- Supreme Court of the United States

Argued December 2, 1985 Decided March 25, 1986
- Full case name: Pembaur v. City of Cincinnati
- Citations: 475 U.S. 469 (more) 106 S. Ct. 1292; 89 L. Ed. 2d 452

Holding
- Following the "official policy" standard set forth in Monell establishing municipal liability under 42 U.S.C. §1983, municipal liability may be imposed for a single decision by municipal policymakers under appropriate circumstances; if the decision to adopt a particular course of action is directed by those who establish governmental policy, the municipality is equally responsible whether that action is to be taken only once or repeatedly.

Court membership
- Chief Justice Warren E. Burger Associate Justices William J. Brennan Jr. · Byron White Thurgood Marshall · Harry Blackmun Lewis F. Powell Jr. · William Rehnquist John P. Stevens · Sandra Day O'Connor

Case opinions
- Majority: Brennan (parts I, II-A, II-C), joined by White, Marshall, Blackmun, Stevens; O'Connor (except II-C)
- Plurality: Brennan (II-B), joined by White, Marshall, Blackmun
- Concurrence: White
- Concurrence: Stevens (in part and in judgment)
- Concurrence: O'Connor (in part and in judgment)
- Dissent: Powell, joined by Burger, Rehnquist

Laws applied
- 42 U.S.C. § 1983

= Pembaur v. City of Cincinnati =

Pembaur v. City of Cincinnati, 475 U.S. 469 (1986), is a United States Supreme Court case that clarified a previous case, Monell v. Department of Social Services (1978), and established that municipalities can be held liable even for a single decision that is improperly made.

==Background==
A physician and owner of a medical clinic in Cincinnati, Ohio was indicted for fraud regarding welfare payments from state agencies. As part of the trial, subpoenas were issued for two clinic employees. The employees failed to appear in court, and warrants were issued for their arrest. Two county deputies went to the clinic to serve the warrants, but the doctor and another employee barred the entrance. Cincinnati officers arrived and attempted to persuade the doctor to open the door.

• _ENTRIES SUPPLIED_:
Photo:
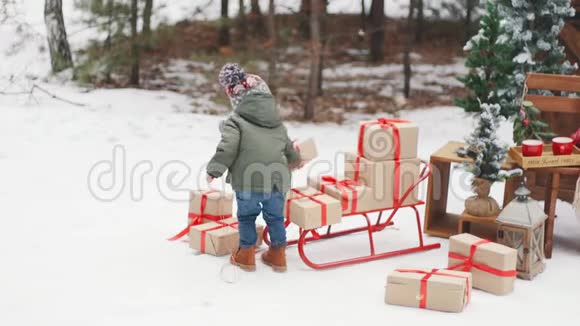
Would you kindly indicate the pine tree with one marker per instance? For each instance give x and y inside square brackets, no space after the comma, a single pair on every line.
[484,146]
[490,61]
[60,54]
[533,27]
[527,125]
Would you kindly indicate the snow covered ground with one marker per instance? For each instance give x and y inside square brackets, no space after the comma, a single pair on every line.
[73,253]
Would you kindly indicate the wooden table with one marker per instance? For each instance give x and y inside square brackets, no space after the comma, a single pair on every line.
[550,196]
[438,221]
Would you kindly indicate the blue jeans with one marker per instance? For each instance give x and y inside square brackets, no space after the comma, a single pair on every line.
[271,205]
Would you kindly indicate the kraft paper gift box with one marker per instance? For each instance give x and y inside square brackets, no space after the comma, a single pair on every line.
[448,291]
[307,149]
[493,265]
[310,209]
[377,139]
[353,197]
[218,238]
[380,176]
[218,205]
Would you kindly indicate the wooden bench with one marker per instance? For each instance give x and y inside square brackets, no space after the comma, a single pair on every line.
[563,116]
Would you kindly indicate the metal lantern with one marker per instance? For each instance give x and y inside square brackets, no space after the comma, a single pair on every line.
[521,226]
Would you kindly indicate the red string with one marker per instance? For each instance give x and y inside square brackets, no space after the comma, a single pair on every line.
[468,262]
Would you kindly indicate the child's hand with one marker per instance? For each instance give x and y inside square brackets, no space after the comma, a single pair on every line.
[209,179]
[297,166]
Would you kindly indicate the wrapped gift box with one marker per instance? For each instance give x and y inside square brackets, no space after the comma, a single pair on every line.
[218,238]
[381,176]
[441,290]
[354,197]
[218,205]
[493,265]
[377,139]
[310,209]
[307,149]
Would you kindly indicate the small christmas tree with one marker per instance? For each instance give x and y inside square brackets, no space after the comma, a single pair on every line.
[533,27]
[490,60]
[527,125]
[485,148]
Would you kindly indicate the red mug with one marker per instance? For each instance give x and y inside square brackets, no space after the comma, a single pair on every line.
[532,147]
[562,146]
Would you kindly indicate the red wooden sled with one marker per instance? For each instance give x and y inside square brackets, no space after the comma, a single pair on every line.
[370,228]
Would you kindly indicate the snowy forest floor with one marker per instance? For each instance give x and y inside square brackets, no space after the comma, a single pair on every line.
[70,258]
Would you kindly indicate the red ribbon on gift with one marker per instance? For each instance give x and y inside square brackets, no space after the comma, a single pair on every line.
[301,195]
[343,186]
[425,280]
[468,262]
[197,219]
[202,247]
[386,124]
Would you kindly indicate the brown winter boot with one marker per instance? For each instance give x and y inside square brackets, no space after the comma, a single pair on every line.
[245,259]
[275,258]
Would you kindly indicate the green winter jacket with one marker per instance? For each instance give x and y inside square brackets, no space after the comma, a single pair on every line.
[255,148]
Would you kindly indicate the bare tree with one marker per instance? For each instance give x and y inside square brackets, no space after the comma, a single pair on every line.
[315,56]
[256,18]
[377,20]
[147,12]
[272,33]
[60,55]
[135,46]
[407,55]
[224,33]
[469,7]
[242,21]
[420,28]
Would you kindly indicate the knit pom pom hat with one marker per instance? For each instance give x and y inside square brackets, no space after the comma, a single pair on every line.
[231,75]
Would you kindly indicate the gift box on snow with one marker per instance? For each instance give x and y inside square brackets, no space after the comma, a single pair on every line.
[441,290]
[389,180]
[493,265]
[310,209]
[354,197]
[209,205]
[388,139]
[218,238]
[307,149]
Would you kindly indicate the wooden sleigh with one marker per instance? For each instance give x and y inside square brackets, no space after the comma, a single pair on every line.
[308,236]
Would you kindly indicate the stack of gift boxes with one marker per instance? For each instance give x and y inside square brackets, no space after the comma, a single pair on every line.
[376,177]
[472,263]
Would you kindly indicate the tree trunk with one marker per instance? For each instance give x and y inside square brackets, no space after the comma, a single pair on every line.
[256,18]
[224,32]
[377,20]
[314,59]
[109,40]
[407,55]
[135,46]
[60,55]
[363,16]
[420,29]
[323,44]
[147,12]
[242,22]
[272,32]
[470,5]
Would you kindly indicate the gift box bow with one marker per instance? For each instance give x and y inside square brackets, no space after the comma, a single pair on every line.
[196,219]
[425,280]
[468,263]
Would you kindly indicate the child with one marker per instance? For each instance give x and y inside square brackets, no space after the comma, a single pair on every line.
[258,154]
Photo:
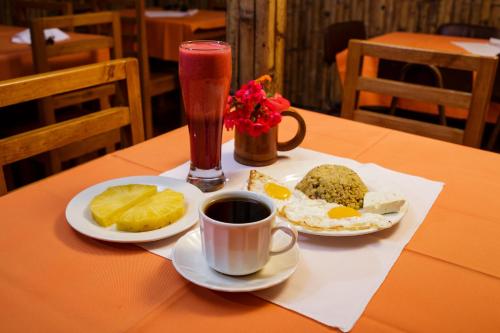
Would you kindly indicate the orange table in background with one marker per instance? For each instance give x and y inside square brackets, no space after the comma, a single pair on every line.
[16,59]
[165,34]
[422,41]
[447,279]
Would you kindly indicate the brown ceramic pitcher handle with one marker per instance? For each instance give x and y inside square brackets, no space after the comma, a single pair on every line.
[299,136]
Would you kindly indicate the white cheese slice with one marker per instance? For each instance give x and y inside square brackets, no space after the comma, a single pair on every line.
[382,202]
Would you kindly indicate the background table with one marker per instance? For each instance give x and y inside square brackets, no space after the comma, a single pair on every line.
[165,34]
[447,279]
[16,59]
[422,41]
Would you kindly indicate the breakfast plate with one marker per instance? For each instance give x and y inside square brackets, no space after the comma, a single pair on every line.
[79,216]
[189,261]
[289,173]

• _TASK DIRECTIONS_: Write out the entire text on Pembaur v. City of Cincinnati word for word, from its court heading through its last sentence.

• _SOLUTION FOR THIS TASK_:
- Supreme Court of the United States

Argued December 2, 1985 Decided March 25, 1986
- Full case name: Pembaur v. City of Cincinnati
- Citations: 475 U.S. 469 (more) 106 S. Ct. 1292; 89 L. Ed. 2d 452

Holding
- Following the "official policy" standard set forth in Monell establishing municipal liability under 42 U.S.C. §1983, municipal liability may be imposed for a single decision by municipal policymakers under appropriate circumstances; if the decision to adopt a particular course of action is directed by those who establish governmental policy, the municipality is equally responsible whether that action is to be taken only once or repeatedly.

Court membership
- Chief Justice Warren E. Burger Associate Justices William J. Brennan Jr. · Byron White Thurgood Marshall · Harry Blackmun Lewis F. Powell Jr. · William Rehnquist John P. Stevens · Sandra Day O'Connor

Case opinions
- Majority: Brennan (parts I, II-A, II-C), joined by White, Marshall, Blackmun, Stevens; O'Connor (except II-C)
- Plurality: Brennan (II-B), joined by White, Marshall, Blackmun
- Concurrence: White
- Concurrence: Stevens (in part and in judgment)
- Concurrence: O'Connor (in part and in judgment)
- Dissent: Powell, joined by Burger, Rehnquist

Laws applied
- 42 U.S.C. § 1983

= Pembaur v. City of Cincinnati =

Pembaur v. City of Cincinnati, 475 U.S. 469 (1986), is a United States Supreme Court case that clarified a previous case, Monell v. Department of Social Services (1978), and established that municipalities can be held liable even for a single decision that is improperly made.

==Background==
A physician and owner of a medical clinic in Cincinnati, Ohio was indicted for fraud regarding welfare payments from state agencies. As part of the trial, subpoenas were issued for two clinic employees. The employees failed to appear in court, and warrants were issued for their arrest. Two county deputies went to the clinic to serve the warrants, but the doctor and another employee barred the entrance. Cincinnati officers arrived and attempted to persuade the doctor to open the door.